* [Doel 1]: Neem de wetstekst over de wijziging van de Algemene Ouderdomswet hieronder woord voor woord en helemaal over.

* [Pagina]:
Zo is het dat Wij, de Afdeling advisering van de Raad van State gehoord, en met gemeen overleg der Staten-Generaal, hebben goedgevonden en verstaan, gelijk Wij goedvinden en verstaan bij deze:

ARTIKEL I

De Algemene Ouderdomswet wordt als volgt gewijzigd:

A

In artikel 9a wordt, onder vernummering van het vierde lid tot vijfde lid, een lid ingevoegd, luidende:

  • 4. Recht op ouderdomspensioen alsof hij in Nederland woont, heeft de pensioengerechtigde die niet in Nederland woont en recht heeft op:

    • a. een buitengewoon pensioen, garantietoeslag, uitkering, periodieke uitkering, garantie-uitkering, vergoeding of tegemoetkoming als bedoeld in de Wet buitengewoon pensioen 1940–1945, de Wet buitengewoon pensioen zeelieden-oorlogsslachtoffers, de Wet buitengewoon pensioen Indisch verzet, de Wet uitkeringen vervolgingsslachtoffers 1940–1945, de Wet uitkeringen burger-oorlogsslachtoffers 1940–1945 of de Algemene Oorlogsongevallenregeling Indonesië met inbegrip van het besluit van de Luitenant-Gouverneur-Generaal van Nederlands-Indië van 5 november 1946 (Indisch Staatsblad, 1946, 118); of

    • b. een pensioen, toeslag, uitkering, vergoeding of tegemoetkoming, vergelijkbaar met een pensioen, toeslag, uitkering, vergoeding of tegemoetkoming als bedoeld in onderdeel a, op grond van een buitenlandse wettelijke regeling die vergelijkbaar is met de wettelijke regelingen, genoemd in onderdeel a.

* [Doel 2]: Zoek in de rijen hieronder elke regel met het woord "logo" en schrijf die regels over. Hoofdletters en kleine letters tellen mee.

* [Rijen bij opdracht]:
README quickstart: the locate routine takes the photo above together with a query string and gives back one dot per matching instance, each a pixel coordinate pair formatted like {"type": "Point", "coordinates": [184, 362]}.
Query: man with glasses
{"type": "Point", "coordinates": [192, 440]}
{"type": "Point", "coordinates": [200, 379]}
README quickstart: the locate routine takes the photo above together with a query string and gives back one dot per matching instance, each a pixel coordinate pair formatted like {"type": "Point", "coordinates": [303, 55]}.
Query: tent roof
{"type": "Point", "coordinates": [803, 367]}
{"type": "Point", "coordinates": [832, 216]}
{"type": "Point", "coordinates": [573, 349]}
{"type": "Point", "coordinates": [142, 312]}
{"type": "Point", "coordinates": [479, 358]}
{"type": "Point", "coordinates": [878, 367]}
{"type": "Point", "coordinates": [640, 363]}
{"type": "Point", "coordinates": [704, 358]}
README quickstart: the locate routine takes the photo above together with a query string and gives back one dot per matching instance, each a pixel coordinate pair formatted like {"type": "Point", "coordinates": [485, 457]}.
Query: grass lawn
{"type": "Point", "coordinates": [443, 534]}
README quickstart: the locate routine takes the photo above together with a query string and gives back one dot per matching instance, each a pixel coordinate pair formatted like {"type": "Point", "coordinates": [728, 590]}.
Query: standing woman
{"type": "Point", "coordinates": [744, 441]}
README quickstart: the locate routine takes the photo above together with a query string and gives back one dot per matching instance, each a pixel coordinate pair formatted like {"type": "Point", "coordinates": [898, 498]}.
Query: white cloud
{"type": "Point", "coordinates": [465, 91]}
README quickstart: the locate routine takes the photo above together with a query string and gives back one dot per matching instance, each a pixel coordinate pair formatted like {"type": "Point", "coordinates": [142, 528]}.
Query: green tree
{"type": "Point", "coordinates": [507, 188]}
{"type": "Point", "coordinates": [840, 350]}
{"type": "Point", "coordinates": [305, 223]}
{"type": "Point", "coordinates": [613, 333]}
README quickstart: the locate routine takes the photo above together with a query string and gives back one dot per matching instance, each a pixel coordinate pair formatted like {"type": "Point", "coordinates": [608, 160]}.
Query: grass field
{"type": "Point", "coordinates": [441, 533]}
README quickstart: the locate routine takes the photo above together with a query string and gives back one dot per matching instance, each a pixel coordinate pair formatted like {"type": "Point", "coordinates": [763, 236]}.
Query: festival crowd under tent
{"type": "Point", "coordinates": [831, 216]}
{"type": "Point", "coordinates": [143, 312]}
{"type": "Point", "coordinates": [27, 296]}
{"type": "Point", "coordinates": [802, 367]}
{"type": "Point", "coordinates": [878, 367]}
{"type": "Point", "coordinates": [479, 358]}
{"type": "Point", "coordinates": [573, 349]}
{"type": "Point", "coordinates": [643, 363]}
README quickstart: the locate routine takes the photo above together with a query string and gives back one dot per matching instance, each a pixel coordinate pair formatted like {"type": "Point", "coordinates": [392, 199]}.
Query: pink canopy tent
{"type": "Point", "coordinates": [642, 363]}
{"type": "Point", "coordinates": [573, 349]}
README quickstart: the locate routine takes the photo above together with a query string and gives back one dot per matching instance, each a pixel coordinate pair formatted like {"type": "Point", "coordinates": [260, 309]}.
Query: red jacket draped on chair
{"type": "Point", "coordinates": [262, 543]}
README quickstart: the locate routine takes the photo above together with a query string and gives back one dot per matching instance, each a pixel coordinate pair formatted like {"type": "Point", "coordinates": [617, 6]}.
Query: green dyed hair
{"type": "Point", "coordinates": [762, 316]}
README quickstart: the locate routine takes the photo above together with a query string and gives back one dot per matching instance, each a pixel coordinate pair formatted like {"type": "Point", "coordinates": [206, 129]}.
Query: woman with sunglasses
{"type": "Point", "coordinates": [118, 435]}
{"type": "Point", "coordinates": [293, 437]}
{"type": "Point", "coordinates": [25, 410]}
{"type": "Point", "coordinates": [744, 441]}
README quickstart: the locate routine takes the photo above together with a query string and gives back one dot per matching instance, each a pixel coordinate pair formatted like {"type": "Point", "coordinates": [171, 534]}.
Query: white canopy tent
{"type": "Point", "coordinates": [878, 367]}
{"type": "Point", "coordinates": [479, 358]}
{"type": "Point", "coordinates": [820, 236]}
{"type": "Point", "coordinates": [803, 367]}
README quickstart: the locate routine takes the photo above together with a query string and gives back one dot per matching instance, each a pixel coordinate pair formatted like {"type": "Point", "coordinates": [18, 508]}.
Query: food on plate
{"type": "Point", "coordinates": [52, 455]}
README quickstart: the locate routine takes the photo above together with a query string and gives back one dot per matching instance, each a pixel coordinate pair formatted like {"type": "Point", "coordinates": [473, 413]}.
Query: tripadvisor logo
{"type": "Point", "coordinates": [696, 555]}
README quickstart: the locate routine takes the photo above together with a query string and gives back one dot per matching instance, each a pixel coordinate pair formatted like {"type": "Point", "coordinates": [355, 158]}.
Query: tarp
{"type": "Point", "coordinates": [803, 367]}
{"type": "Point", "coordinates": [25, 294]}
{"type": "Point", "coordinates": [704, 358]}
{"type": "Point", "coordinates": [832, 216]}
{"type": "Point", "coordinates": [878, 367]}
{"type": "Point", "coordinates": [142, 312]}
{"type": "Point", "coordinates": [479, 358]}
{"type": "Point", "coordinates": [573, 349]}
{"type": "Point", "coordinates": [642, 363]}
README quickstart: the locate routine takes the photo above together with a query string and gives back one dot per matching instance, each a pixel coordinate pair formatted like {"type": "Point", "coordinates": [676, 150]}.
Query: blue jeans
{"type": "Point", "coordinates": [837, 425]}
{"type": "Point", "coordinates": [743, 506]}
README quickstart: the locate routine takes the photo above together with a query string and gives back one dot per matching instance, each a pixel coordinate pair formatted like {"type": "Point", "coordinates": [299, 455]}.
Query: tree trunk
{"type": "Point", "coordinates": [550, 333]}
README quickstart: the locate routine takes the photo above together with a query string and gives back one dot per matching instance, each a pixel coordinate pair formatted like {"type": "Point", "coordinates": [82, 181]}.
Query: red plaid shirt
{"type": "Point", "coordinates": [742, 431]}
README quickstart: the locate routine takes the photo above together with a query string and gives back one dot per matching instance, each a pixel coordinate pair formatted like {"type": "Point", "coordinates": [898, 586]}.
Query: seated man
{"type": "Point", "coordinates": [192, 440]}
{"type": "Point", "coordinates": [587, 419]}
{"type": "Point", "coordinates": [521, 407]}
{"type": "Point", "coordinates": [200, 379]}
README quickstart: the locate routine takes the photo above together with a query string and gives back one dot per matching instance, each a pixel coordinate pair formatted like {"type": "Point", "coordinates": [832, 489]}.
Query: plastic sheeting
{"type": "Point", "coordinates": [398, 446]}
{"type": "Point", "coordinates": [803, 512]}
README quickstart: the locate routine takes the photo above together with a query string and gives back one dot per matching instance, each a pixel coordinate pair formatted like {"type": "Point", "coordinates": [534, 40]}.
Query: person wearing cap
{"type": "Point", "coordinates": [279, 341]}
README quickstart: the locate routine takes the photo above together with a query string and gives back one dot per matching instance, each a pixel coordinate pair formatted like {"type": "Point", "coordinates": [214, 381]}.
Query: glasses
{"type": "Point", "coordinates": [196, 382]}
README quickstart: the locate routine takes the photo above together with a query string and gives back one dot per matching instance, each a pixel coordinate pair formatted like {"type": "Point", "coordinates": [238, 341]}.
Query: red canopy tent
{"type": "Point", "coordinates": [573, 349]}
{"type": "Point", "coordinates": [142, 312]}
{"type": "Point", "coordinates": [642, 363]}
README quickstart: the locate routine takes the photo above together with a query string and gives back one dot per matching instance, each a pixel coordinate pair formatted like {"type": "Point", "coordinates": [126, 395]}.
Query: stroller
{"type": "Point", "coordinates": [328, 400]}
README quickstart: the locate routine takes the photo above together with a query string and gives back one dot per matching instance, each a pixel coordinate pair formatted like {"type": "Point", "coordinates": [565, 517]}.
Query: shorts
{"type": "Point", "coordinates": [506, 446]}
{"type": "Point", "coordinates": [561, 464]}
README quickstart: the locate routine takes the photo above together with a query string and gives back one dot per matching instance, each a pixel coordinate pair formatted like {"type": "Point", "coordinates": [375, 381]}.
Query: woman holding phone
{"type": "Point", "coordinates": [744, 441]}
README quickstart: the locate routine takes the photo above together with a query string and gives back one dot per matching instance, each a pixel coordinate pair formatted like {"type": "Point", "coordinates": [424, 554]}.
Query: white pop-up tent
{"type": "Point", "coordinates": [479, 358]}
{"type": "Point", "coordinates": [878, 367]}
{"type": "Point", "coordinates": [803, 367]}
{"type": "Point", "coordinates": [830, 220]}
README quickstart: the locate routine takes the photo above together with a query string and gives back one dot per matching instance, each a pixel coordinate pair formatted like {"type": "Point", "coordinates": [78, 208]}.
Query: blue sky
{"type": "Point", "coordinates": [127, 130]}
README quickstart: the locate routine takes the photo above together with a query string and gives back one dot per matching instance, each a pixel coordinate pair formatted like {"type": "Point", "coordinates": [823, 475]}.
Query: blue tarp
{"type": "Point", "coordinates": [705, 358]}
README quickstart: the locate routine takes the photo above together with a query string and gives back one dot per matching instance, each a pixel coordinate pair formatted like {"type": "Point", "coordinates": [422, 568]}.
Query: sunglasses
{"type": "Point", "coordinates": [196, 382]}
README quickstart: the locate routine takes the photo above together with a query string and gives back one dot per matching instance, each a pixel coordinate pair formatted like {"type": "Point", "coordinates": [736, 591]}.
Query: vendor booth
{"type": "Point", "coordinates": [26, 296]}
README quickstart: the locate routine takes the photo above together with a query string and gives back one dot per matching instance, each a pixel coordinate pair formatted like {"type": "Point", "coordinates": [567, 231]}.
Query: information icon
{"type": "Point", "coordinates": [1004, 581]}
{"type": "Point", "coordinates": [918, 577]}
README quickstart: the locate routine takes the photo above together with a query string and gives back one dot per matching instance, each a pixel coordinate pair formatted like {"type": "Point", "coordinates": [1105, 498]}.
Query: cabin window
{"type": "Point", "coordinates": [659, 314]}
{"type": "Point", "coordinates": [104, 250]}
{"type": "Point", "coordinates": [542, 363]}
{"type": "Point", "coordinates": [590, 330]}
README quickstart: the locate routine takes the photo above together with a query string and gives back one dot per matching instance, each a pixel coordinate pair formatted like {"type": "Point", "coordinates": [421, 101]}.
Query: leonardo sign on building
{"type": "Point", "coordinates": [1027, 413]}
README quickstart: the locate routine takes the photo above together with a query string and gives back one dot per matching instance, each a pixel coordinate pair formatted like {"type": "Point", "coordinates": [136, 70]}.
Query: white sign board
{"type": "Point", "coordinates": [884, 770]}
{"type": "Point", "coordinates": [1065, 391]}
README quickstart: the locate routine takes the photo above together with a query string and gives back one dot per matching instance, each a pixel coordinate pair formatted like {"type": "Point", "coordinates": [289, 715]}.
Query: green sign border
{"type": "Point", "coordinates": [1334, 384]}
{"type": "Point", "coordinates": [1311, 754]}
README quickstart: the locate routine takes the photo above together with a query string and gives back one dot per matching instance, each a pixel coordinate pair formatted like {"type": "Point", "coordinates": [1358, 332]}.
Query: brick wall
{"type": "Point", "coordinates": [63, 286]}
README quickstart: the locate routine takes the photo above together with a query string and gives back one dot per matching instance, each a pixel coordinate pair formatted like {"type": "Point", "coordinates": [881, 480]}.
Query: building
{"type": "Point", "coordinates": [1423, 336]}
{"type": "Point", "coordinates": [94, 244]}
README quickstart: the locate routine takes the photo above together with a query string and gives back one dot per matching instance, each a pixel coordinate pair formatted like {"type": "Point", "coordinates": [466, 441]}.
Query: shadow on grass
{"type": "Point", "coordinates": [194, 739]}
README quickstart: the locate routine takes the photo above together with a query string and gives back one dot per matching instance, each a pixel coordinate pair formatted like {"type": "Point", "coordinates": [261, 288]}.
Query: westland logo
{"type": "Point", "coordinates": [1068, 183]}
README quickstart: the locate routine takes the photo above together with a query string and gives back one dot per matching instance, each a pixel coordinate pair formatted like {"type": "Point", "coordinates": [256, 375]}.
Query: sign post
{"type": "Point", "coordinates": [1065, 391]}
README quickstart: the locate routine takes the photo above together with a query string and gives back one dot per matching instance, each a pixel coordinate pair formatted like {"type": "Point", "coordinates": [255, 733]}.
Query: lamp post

* [Resultaat 1]:
Zo is het dat Wij, de Afdeling advisering van de Raad van State gehoord, en met gemeen overleg der Staten-Generaal, hebben goedgevonden en verstaan, gelijk Wij goedvinden en verstaan bij deze:

ARTIKEL I

De Algemene Ouderdomswet wordt als volgt gewijzigd:

A

In artikel 9a wordt, onder vernummering van het vierde lid tot vijfde lid, een lid ingevoegd, luidende:

  • 4. Recht op ouderdomspensioen alsof hij in Nederland woont, heeft de pensioengerechtigde die niet in Nederland woont en recht heeft op:

    • a. een buitengewoon pensioen, garantietoeslag, uitkering, periodieke uitkering, garantie-uitkering, vergoeding of tegemoetkoming als bedoeld in de Wet buitengewoon pensioen 1940–1945, de Wet buitengewoon pensioen zeelieden-oorlogsslachtoffers, de Wet buitengewoon pensioen Indisch verzet, de Wet uitkeringen vervolgingsslachtoffers 1940–1945, de Wet uitkeringen burger-oorlogsslachtoffers 1940–1945 of de Algemene Oorlogsongevallenregeling Indonesië met inbegrip van het besluit van de Luitenant-Gouverneur-Generaal van Nederlands-Indië van 5 november 1946 (Indisch Staatsblad, 1946, 118); of

    • b. een pensioen, toeslag, uitkering, vergoeding of tegemoetkoming, vergelijkbaar met een pensioen, toeslag, uitkering, vergoeding of tegemoetkoming als bedoeld in onderdeel a, op grond van een buitenlandse wettelijke regeling die vergelijkbaar is met de wettelijke regelingen, genoemd in onderdeel a.

* [Resultaat 2]:
Query: tripadvisor logo
Query: westland logo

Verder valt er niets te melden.